** TEKS **
• • • • •

Tanda-tanda Sakitnya Hati
Sebagaimana yang diterangkan oleh para ulama bahwa hati manusia terbagi menjadi tiga jenis: sehat, sakit dan mati.
Untuk
mengetahui lebih jauh suatu perkara dengan baik dan sempurna maka harus
mengetahui ciri-ciri dan tanda-tandanya. Demikian pula untuk mengetahui
sakit atau sehatnya hati maka kita harus mengetahui ciri-cirinya agar
bisa mengetahui hakekatnya, bisa membedakannya dan berusaha
mendapatkannya serta menerapkannya (ciri-ciri hati yang sehat) dan
menghindarkan diri darinya (ciri-ciri hari yang sakit).
Kondisi dan musibah yang sangat berbahaya
Terkadang
hati seorang hamba sedang sakit dan bertambah parah sakitnya namun
pemiliknya tidak mengetahuinya. Bahkan bisa jadi hatinya sudah mati tapi
pemiliknya tidak mengetahui tentang kematian hatinya tersebut. Tentu
ini adalah kondisi yang sangat berbahaya dan musibah yang sangat besar.
Semoga Allah menjauhkan dan menyelamatkan kita darinya.
Tiga Ciri Umum Sakitnya Hati
Ada tiga ciri dan tanda umum sakitnya hati yaitu:
Pertama:
Pemiliknya tidak merasa sakit ketika bergelimang dengan berbagai macam
kemaksiatan, Bahkan hal ini bisa jadi menunjukkan hatinya sudah mati.
Karena sesungguhnya hati itu apabila masih hidup dia akan merasa sakit
ketika melakukan berbagai macam kejelekan dan maksiat Orang yang hatinya
masih ada kehidupan tentu ketika berbuat maksiat hatinya merasa tidak
tenang, gelisah, merasa berdosa, merasa bersalah dan merasa hina di
hadapan Allah dan rendah di hadapan manusia.
Untuk
itu hendaknya kita benar-benar waspada, jangan sampai merasakan
kenikmatan dan ketenangan ketika terjatuh dalam suatu maksiat. Tetapi
hendaknya ketika terjatuh dalam suatu kemaksiatan kita merasa sakit,
tidak tenang dan segera istighfar (memohon ampun) serta bertaubat kepada
Allah.
Kedua:
Pemiliknya tidak merasa sakit ketika bodoh terhadap kebenaran. Karena
kalau hatinya hidup dia akan merasa sakit ketika bodoh terhadap
kebenaran dan tidak faham permasalahan agama yang harus dia ketahui,
yakini dan kerjakan.

• • • • •

** TUJUAN LATIHAN **
Salin dengan persis bagian dari teks tentang tanda-tanda sakitnya hati di atas, mulai dari "Tiga Ciri Umum" dan terus sampai "di hadapan manusia.".

** POTONGAN DATA **
• • • • •

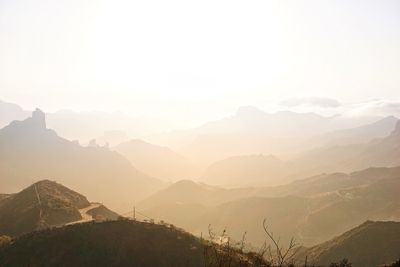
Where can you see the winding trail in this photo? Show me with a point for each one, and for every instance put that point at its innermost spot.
(84, 213)
(41, 220)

• • • • •

** TUGAS SELESAI **
Tiga Ciri Umum Sakitnya Hati
Ada tiga ciri dan tanda umum sakitnya hati yaitu:
Pertama:
Pemiliknya tidak merasa sakit ketika bergelimang dengan berbagai macam
kemaksiatan, Bahkan hal ini bisa jadi menunjukkan hatinya sudah mati.
Karena sesungguhnya hati itu apabila masih hidup dia akan merasa sakit
ketika melakukan berbagai macam kejelekan dan maksiat Orang yang hatinya
masih ada kehidupan tentu ketika berbuat maksiat hatinya merasa tidak
tenang, gelisah, merasa berdosa, merasa bersalah dan merasa hina di
hadapan Allah dan rendah di hadapan manusia.